- Task objective
In your copy, leave out the pictures and repeat every record exactly.

[Records from a data source]

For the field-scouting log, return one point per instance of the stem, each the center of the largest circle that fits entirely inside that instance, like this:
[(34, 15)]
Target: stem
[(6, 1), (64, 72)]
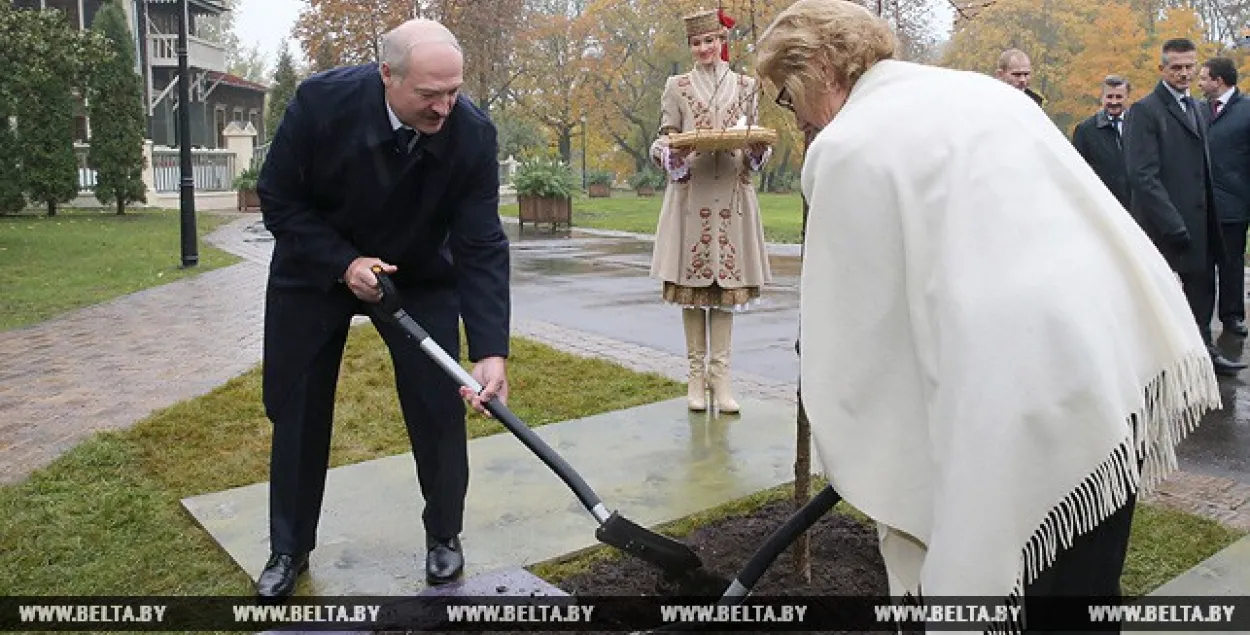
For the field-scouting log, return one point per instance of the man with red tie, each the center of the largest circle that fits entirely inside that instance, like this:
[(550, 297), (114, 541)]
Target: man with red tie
[(1228, 116)]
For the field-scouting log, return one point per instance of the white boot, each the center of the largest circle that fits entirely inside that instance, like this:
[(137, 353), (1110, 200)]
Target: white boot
[(720, 329), (695, 321)]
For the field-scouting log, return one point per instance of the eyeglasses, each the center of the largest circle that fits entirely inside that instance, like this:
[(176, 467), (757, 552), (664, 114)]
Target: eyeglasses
[(784, 100)]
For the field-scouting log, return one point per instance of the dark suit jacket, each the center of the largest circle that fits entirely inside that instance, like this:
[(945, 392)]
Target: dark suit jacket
[(1170, 180), (1230, 158), (1103, 149), (335, 186)]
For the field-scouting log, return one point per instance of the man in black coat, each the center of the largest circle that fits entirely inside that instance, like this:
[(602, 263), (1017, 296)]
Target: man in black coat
[(1099, 139), (1015, 70), (381, 164), (1170, 183), (1228, 116)]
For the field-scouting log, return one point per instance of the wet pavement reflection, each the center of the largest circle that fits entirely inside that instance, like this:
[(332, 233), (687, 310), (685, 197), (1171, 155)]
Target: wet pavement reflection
[(600, 284)]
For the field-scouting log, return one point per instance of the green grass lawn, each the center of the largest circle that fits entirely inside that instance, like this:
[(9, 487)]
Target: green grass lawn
[(105, 518), (781, 214), (51, 265)]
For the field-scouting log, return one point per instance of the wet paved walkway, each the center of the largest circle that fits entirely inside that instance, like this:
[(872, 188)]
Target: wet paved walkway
[(106, 366)]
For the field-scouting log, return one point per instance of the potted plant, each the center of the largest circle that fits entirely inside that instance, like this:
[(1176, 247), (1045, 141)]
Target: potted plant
[(544, 193), (599, 183), (245, 184), (646, 181)]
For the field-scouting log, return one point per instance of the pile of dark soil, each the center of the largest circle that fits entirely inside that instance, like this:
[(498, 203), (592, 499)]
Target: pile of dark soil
[(844, 561)]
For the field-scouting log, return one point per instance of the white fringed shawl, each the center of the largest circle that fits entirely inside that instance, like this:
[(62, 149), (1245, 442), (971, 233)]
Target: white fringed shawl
[(989, 341)]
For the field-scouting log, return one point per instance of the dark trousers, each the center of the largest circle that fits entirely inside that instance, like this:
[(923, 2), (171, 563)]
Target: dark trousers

- Answer section
For the field-scouting log, return one point per instance of the stem, each the center of the largest circle that fits entirely inside that instance, like this:
[(34, 15)]
Target: stem
[(6, 1), (64, 72)]
For the field-scouting log, return one point per instance of the man with red tie, each the center of the largest circle that fits entirely inside that instance, like this:
[(550, 297), (114, 541)]
Target: man with red tie
[(1228, 116)]
For the field-scouting log, return one point per instance of the white boot, each the center of the largest circle that fits entirely inside that instance, like this:
[(137, 353), (1110, 200)]
Target: white boot
[(720, 329), (695, 321)]
For the field-scouting log, return one point per instance of the eyeglasses, each the center of the largest circle that fits entirely inside that instance, like this:
[(176, 467), (757, 552), (664, 114)]
Target: eyeglasses
[(784, 100)]
For the field-scouting log, return one point per instance of the dark suit jacket, each the center of the largest circle that fits entirely inside that instance, like this:
[(945, 392)]
Target: dark suit jacket
[(1170, 180), (1230, 158), (1103, 149), (335, 186)]
For the field-scouting log, return one point per instance of the man in black coat, each the center of the largest circle that fits entirely inside that instance, like this:
[(602, 263), (1017, 296)]
Target: man in black coat
[(1099, 139), (1015, 70), (381, 164), (1170, 183), (1228, 116)]
For the field-scouting log, return one point per instance of the wet pavement reflection, each the center of the largest circle that fits entirely inside that instance, like this:
[(332, 233), (687, 310), (685, 197), (1171, 155)]
Target: wet pavement reflection
[(600, 284)]
For the field-scouting log, return one point per instance of the green grass lawn, each the center of the largest circle that fits entirely inside that instance, like this:
[(9, 487)]
Target: green grass lawn
[(105, 518), (781, 214), (51, 265)]
For the field-scouting log, return one point per instance of the wet paved walkway, each the center of the largest circle that fits entirely inside that instance, like this:
[(872, 188)]
Target: wet paved walkway
[(106, 366)]
For the field-scouting log, return one point per instance of the potted plant, each the center of the largest circle that fits entirely inside that instance, like this:
[(1176, 247), (1045, 141)]
Target: potted plant
[(544, 193), (599, 183), (245, 184), (646, 181)]
For the field-scouting log, return one point per instance of the pile of dark soil, each the center of the largest circle that fits entirely inside that instance, like this:
[(498, 203), (592, 499)]
Target: pile of dark soil
[(844, 561)]
For the field-scouting log, return one point per instance of the white fringed shawl, each the center of the largest circle that fits entirely inside that instance, like this:
[(62, 149), (1245, 442), (971, 233)]
Target: white fringed shawl
[(989, 341)]
For the field-scouting log, return one point per instance of the dark trousers, each the center of the largest circle that fits entirely inside that instance, like this:
[(923, 2), (171, 563)]
Target: dark trousers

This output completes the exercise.